▶ [PROBLEMS]:
1. In the panel transcript on online marketing, condense Robert's paragraph beginning "I agree with that." into a short bulleted list that keeps its main facts.
2. Extend the panel transcript on online marketing, picking up after Kirsten's remark about mobile, hyperlocal, and "find" instead of search.

▶ [DOCUMENT SEGMENT]:
§
Kevin: Are consumers doing it backwards? Should people be marketing the way Danny describes? Is there going to be a social rejection of the process?

Matt: We don't want to lock in the users data. All the of the users data can be pulled out. What if you could link it all in and have Google suggest things for you to do. What if, like Robert says, you could get in earlier and find out 'here's this thing you might want to do'

Kevin: Most important things to avoid? Top Trends? Biggest challenges? Today's decisions, tomorrow's consequences?

Tim: The next wave is accommodating big money now. Launching a new car isn't about buying a keyword. How and when will those companies find a way to really make the most of online.

Robert: I agree with that. People are looking for ways to put money online but they're not there yet in understanding how to do that. They're still trying to understand how to spend money online. It's not what they know. Mobile and social are the trends I'm watching right now. Evernote is getting better. The search engines are getting better at finding photos and recognizing the fingerprint of a photo. [Brief discussion of Robert's phones.]

Kirsten: Agrees with both, and expands it from big marketers to all marketers. No plan survives its collision with reality. The future is about becoming Costco. High quality at low cost. It's all about mobile and hyperlocal and "find" instead of search.
§
▶ [EXTRACTED DATA]:
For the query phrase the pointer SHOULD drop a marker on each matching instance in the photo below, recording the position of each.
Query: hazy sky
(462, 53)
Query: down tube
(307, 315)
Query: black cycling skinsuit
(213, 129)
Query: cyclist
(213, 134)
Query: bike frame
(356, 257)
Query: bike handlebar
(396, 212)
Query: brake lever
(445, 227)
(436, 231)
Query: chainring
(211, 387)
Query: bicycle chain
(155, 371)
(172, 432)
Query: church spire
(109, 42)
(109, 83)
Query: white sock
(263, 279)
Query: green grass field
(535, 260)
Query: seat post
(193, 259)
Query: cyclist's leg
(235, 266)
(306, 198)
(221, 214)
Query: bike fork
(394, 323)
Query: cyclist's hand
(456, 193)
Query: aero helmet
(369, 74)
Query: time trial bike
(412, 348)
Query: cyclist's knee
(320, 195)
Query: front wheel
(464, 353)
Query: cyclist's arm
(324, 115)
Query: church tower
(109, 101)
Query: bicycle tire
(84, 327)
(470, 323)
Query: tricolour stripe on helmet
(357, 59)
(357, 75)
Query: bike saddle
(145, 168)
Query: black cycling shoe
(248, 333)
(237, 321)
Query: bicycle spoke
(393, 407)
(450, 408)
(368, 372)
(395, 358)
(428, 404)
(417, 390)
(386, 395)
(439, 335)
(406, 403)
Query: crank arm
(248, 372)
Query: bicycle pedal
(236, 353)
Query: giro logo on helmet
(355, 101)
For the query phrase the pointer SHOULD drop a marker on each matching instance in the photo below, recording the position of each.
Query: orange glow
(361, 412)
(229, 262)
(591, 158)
§
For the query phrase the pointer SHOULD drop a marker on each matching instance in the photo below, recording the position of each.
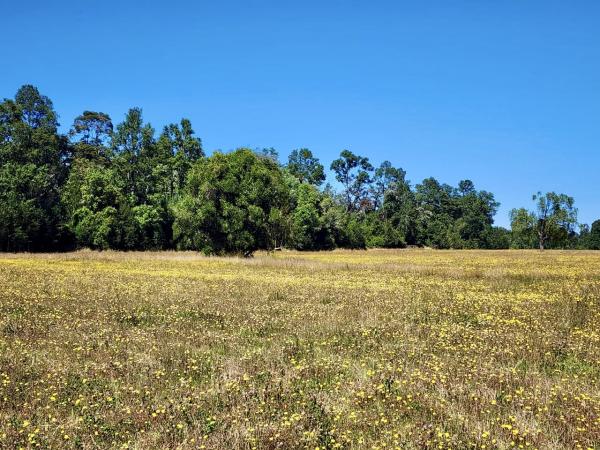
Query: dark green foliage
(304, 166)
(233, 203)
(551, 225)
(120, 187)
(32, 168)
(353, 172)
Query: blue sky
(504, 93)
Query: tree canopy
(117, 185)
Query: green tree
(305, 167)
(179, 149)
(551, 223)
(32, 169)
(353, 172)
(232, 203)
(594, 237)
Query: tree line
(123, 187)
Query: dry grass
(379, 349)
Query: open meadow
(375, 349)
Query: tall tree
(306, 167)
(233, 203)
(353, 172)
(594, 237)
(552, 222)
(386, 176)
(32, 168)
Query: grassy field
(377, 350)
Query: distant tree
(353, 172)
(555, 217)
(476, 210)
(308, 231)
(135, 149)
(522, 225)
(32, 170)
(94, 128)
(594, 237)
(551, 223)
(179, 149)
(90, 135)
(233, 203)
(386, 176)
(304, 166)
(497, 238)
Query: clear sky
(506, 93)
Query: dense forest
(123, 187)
§
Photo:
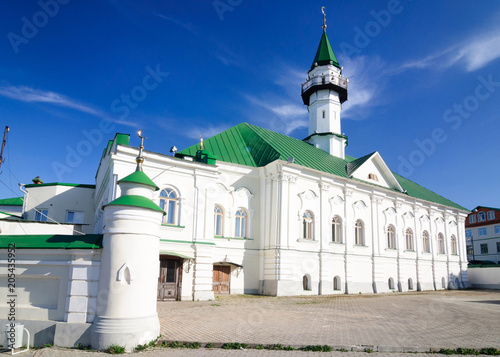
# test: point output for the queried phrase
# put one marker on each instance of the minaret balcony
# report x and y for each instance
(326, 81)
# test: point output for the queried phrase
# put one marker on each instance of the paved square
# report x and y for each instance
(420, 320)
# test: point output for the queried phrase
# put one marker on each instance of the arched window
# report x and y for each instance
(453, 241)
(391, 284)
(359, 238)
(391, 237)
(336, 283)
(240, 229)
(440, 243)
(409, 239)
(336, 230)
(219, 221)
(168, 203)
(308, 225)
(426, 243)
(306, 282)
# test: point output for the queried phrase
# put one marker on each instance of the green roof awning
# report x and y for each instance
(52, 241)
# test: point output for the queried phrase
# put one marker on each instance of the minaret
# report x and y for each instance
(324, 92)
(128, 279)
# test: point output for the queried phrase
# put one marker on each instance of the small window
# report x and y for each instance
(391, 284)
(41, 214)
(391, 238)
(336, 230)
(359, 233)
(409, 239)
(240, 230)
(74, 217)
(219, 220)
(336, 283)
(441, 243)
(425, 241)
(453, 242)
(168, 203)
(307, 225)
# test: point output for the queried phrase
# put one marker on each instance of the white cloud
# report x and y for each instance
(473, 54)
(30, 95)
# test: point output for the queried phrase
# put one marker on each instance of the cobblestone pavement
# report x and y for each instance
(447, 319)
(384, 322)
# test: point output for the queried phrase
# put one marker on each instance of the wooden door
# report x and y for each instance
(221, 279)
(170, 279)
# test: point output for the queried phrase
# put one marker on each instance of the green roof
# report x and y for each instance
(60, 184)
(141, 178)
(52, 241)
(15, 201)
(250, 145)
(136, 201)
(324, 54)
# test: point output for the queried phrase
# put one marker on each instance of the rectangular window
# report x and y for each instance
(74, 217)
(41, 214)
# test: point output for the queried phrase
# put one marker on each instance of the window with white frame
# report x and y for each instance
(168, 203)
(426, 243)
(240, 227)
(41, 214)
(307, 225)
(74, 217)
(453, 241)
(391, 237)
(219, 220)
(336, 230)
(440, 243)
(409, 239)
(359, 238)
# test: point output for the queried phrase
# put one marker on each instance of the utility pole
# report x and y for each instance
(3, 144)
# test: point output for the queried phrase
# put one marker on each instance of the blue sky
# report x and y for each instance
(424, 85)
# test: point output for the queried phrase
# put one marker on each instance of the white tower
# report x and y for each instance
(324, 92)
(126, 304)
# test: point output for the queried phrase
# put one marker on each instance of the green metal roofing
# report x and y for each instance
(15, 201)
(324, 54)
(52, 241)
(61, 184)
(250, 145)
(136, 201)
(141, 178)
§
▶ [ANSWERS PROVIDED]:
1.
- People want to put money online but don't yet understand how to spend it there, since it isn't what they know.
- Robert is watching mobile and social as trends.
- Evernote is improving.
- Search engines are getting better at finding photos and recognizing a photo's fingerprint.
- Robert's phones were briefly discussed.

2.
Matt: Cloud based storage. If I dropped my laptop, I still wouldn't lose my data because it's stored elsewhere. It's cheaper than ever to do a startup. It costs virtually no money. You can code on weekends and so many opportunities. We haven't even scratched the surface of what's possible.

Danny: Search marketers. As you're watching stuff rolling out and people getting exicted on things that you don't know are going to convert. Don't forget what made you unique as a search marketer. You know how people are looking for information. They seek it in different ways and you understand what those venues are and what it takes to get there. That's what I get concerned about when people get all excited about social or video ads but that's not search. Don't get distracted by the shiny new things. Don't get distracted from your expertise.

Rich: I think the big thing is that agencies realize they have a problem. 4-5 years ago, they were waiting for it to go away but now they know they have a problem. Media exhanges--Google and Doubleclick creating a place for display advertising. I think that's going to squeeze ad networks. You'll see media futures. That's going to take some time to get going. Exchanges are really granular and really scalable.

Q&A

How do I afford anything after I have to pay so much to get all these shiny things?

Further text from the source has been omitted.